# TO BE DONE:
Write out exactly the lines from the one containing "Reviewer note: confirm that every instance of the blue bus" through the last line of the records below, including both.

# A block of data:
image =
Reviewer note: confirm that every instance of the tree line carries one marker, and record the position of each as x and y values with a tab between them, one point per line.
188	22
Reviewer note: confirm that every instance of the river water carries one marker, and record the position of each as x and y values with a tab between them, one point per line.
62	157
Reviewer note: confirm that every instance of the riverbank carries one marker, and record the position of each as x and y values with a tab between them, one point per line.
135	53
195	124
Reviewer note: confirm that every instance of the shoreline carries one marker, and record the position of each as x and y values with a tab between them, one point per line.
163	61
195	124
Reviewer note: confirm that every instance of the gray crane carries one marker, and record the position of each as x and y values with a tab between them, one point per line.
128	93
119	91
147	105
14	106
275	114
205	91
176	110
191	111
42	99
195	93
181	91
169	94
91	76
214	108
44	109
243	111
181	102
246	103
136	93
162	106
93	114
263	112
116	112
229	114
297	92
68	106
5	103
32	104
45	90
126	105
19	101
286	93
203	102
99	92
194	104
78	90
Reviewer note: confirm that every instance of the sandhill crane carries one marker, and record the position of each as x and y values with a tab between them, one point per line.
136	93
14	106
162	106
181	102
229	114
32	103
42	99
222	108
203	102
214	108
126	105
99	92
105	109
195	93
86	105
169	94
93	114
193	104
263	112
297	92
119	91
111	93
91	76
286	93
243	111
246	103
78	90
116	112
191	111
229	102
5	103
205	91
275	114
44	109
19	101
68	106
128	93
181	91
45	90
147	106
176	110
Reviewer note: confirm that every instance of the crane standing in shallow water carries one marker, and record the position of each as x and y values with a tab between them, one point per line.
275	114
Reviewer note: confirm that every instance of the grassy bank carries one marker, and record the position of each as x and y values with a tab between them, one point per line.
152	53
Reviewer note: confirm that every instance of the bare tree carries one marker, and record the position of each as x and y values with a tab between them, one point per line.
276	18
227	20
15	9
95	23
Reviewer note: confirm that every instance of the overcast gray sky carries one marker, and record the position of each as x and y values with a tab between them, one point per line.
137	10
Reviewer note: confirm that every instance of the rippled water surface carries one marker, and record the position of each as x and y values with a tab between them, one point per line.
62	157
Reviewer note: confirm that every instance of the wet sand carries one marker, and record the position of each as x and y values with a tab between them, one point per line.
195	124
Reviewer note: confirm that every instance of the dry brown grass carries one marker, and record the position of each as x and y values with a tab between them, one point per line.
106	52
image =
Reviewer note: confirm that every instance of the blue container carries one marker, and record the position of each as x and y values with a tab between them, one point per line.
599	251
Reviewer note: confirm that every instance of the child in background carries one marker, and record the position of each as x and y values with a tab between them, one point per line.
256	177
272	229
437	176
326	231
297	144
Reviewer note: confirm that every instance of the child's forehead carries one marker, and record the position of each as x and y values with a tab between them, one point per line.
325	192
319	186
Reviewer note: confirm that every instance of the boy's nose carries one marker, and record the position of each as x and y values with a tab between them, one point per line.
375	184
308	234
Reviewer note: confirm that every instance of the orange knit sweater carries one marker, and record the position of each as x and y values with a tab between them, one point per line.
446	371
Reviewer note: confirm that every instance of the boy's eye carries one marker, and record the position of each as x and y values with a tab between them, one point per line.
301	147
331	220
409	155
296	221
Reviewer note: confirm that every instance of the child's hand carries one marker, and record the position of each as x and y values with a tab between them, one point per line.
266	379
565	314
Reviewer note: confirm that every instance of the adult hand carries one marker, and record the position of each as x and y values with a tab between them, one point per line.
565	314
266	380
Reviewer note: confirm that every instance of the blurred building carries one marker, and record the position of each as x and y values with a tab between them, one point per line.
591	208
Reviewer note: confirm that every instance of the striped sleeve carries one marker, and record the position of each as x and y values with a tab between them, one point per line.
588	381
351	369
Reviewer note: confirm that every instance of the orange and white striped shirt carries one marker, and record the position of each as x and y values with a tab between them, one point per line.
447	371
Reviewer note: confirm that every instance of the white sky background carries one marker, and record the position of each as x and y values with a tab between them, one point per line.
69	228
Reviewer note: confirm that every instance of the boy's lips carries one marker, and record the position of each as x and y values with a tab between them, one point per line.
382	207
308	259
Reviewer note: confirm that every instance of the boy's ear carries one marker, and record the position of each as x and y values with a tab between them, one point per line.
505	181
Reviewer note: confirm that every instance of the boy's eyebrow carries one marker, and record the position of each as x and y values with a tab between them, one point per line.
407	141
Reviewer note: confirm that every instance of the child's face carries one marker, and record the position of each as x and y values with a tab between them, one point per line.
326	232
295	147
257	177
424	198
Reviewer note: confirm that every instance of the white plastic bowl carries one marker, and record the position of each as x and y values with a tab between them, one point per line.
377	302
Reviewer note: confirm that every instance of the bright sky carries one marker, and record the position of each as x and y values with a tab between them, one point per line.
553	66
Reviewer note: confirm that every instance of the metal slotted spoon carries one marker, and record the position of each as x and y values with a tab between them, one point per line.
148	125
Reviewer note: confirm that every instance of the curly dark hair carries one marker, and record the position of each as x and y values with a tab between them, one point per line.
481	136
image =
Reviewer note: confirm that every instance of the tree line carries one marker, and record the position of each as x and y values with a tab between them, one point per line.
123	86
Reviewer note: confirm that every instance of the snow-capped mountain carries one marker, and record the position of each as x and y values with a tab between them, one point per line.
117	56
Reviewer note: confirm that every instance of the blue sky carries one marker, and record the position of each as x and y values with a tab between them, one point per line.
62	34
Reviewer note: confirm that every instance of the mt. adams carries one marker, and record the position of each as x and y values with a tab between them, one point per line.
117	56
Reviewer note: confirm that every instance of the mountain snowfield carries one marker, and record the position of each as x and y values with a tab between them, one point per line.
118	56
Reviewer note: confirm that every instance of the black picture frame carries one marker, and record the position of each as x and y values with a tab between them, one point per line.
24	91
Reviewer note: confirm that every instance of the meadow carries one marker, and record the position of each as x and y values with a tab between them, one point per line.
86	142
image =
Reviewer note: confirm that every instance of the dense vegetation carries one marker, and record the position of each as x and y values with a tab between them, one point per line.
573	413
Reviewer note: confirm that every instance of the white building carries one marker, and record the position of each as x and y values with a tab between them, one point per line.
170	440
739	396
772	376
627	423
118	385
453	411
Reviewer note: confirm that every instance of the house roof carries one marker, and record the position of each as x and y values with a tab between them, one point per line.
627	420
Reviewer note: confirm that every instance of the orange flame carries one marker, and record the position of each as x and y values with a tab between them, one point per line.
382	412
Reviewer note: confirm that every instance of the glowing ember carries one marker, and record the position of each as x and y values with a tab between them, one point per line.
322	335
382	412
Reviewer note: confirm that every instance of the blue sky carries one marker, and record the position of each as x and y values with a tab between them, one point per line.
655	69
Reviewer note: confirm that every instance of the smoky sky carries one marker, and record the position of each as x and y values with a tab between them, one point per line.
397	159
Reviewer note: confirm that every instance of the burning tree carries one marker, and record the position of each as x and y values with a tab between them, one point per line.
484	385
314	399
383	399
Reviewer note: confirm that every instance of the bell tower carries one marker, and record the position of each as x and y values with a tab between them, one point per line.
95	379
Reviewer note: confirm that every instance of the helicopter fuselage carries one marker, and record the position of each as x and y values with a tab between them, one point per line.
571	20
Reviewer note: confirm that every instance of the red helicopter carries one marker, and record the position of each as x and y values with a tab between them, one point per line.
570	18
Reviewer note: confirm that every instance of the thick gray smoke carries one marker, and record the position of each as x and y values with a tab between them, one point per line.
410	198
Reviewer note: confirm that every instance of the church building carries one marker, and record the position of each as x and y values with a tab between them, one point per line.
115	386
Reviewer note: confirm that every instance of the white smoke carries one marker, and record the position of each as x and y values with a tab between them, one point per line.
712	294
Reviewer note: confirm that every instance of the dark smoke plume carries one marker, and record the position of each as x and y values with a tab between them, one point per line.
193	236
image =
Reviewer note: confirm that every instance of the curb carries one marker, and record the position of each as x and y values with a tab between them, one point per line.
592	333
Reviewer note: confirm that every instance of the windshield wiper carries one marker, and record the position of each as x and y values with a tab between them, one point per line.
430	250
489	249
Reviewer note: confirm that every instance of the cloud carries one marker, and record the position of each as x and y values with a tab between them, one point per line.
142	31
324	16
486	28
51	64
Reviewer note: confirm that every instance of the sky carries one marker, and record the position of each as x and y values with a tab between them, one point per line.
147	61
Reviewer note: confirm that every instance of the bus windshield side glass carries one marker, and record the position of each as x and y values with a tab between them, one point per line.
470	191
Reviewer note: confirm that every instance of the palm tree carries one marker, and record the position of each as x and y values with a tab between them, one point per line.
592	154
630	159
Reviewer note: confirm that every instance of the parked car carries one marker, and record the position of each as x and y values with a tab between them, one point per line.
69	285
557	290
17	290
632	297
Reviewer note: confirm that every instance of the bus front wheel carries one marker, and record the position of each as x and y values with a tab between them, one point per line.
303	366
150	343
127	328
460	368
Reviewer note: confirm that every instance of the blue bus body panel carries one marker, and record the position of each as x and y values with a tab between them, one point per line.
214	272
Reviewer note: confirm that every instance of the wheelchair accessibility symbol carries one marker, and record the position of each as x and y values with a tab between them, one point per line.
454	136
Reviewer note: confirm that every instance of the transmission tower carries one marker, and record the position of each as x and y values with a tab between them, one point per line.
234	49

# FINAL RESULT:
Reviewer note: confirm that every instance of the blue bus body panel carries one marker, and record the position of each as x and y values with a tab between them, one point per line.
214	272
Reviewer note: confirm that every instance of the wheelchair accessibility symbol carries one marker, and record the position of each as x and y values with a tab between them, one point per line.
454	136
Reviewer note: confirm that every instance of the transmission tower carries one marker, and record the position of each as x and y values with a tab between them, one point per line.
234	49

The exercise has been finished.